Source extract ▸
============================================================
If you’re a PA or NP thinking about launching a clinic, expanding into multiple states or partnering with investors, one legal doctrine could derail your entire plan: the Corporate Practice of Medicine (CPOM).
In states that enforce CPOM, clinicians who don’t follow the rules risk license violations, clawbacks and even fraud accusations.
Veteran healthcare attorney Jeff Cohen of Florida Healthcare Law Firm has spent nearly four decades setting up legal structures for healthcare businesses nationwide. He offers advice to help clinicians avoid costly mistakes.
What is CPOM?
CPOM is a compliance law that prevents a layperson from owning a healthcare business. In the the roughly two-thirds of states that enforce this structure of governance, only licensed healthcare professionals can legally own a clinical practice.
The laws are state-based, so the rules in each state differ dramatically from those in others. Some states even apply CPOM to dental practices. Some extend it to mid-level providers. And these laws can change every year.
- Examples of states with strict CPOM laws include New York, Texas and California
- Moderate CPOM states include Illinois, Colorado and Florida
- Examples of states with more relaxed CPOM laws include Alaska, Nevada and Missouri
“State legislatures meet regularly, and they tinker with healthcare laws constantly. You can’t assume what worked last year still works now,” says Cohen.
Why CPOM exists and why it’s complicated
The rationale behind CPOM is to separate clinical decision-making from economic pressure. Lawmakers hope to protect the integrity of patient care by preventing non-clinicians from owning medical practices.
On its face, this sounds like a good idea, but in practice, it just creates tedious hoops for busy clinicians and entrepreneurs to jump through.
“The economic pressures on clinicians don’t disappear just because you’ve separated clinical from administrative ownership. If anything, those pressures come more from the payors than from business partners,” says Cohen.
Like the law or not, clinicians still must follow it when operating in CPOM states. If your structure violates CPOM, the consequences can be real and severe.
What happens if you’re out of compliance
Here’s what can happen if your entity is out of compliance in a CPOM-restricted state:
- State-level fines
- Invalidation of your business structure
- Payors demand full repayment of reimbursements
- Accusations of insurance fraud or False Claims Act violations
- Criminal exposure (in extreme cases)
“I’ve seen clients exposed after insurance companies ran background checks on the Secretary of State filings, saw a non-clinician listed as the owner and demanded every penny back. This isn’t theoretical. It happens,” says Cohen.
The legal workaround for CPOM
The most common way to comply with CPOM while involving non-clinicians is to create a Management Services Organization (MSO). In this model, the clinical services are delivered by a provider-owned entity. A separate entity owned by non-clinicians, called the MSO, handles operations, HR, billing, marketing and infrastructure. A management services agreement (MSA) defines the relationship between the two.
This lets business partners or investors participate in the business without owning the clinical side.
While MSO setups may seem like unnecessary bureaucracy, they’re necessary to healthcare law’s current reality. “You have to build for compliance,” says Cohen.
Do small practices still need to comply?
What if you’re a solo NP launching a mobile IV hydration clinic? Or just starting your first med spa location?
You still need to comply with CPOM laws if you’re operating in a state where it’s on the books.
“The law doesn’t care how small you are. If you’re in a CPOM state, the law applies to you the same as it would to a national chain,” says Cohen.
What if you want to sell?
============================================================
Data for review ▸

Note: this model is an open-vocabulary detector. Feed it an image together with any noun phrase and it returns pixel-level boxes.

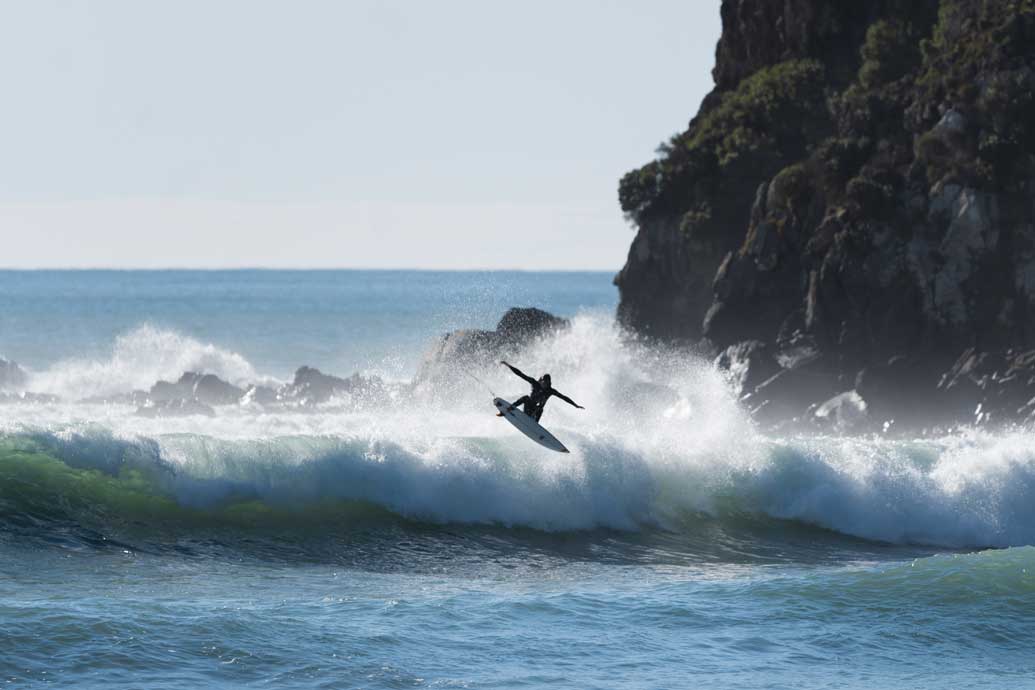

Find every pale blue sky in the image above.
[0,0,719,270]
============================================================
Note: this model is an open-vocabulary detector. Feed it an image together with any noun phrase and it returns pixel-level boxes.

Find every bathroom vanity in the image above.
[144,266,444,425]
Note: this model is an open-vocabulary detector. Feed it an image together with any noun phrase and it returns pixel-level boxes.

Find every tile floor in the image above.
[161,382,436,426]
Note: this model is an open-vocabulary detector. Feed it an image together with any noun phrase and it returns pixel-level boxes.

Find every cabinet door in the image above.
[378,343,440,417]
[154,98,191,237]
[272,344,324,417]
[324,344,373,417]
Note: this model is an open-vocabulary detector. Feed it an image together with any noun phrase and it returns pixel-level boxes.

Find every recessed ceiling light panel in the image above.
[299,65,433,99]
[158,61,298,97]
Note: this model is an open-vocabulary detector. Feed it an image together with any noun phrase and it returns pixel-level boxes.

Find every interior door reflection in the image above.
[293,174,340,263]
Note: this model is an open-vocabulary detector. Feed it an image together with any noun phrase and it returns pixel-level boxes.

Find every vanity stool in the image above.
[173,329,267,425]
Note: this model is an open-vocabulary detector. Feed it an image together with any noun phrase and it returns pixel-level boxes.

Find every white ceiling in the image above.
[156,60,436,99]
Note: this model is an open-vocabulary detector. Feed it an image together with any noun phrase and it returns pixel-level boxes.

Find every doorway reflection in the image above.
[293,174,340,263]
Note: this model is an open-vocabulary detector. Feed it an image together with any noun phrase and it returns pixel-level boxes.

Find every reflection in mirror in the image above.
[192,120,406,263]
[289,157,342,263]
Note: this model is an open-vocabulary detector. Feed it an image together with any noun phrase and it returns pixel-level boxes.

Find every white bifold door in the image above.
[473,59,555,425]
============================================================
Questions on the material ▸
1. Render this sentence from the CPOM article in Spanish: "This lets business partners or investors participate in the business without owning the clinical side."
2. Reproduce the passage of the CPOM article starting with "In states that" and going on through "a clinical practice.".
Work only from the CPOM article.

Answers for the tasks ▸
1. Esto permite que socios comerciales o inversionistas participen en el negocio sin ser dueños de la parte clínica.

2.
In states that enforce CPOM, clinicians who don’t follow the rules risk license violations, clawbacks and even fraud accusations.
Veteran healthcare attorney Jeff Cohen of Florida Healthcare Law Firm has spent nearly four decades setting up legal structures for healthcare businesses nationwide. He offers advice to help clinicians avoid costly mistakes.
What is CPOM?
CPOM is a compliance law that prevents a layperson from owning a healthcare business. In the the roughly two-thirds of states that enforce this structure of governance, only licensed healthcare professionals can legally own a clinical practice.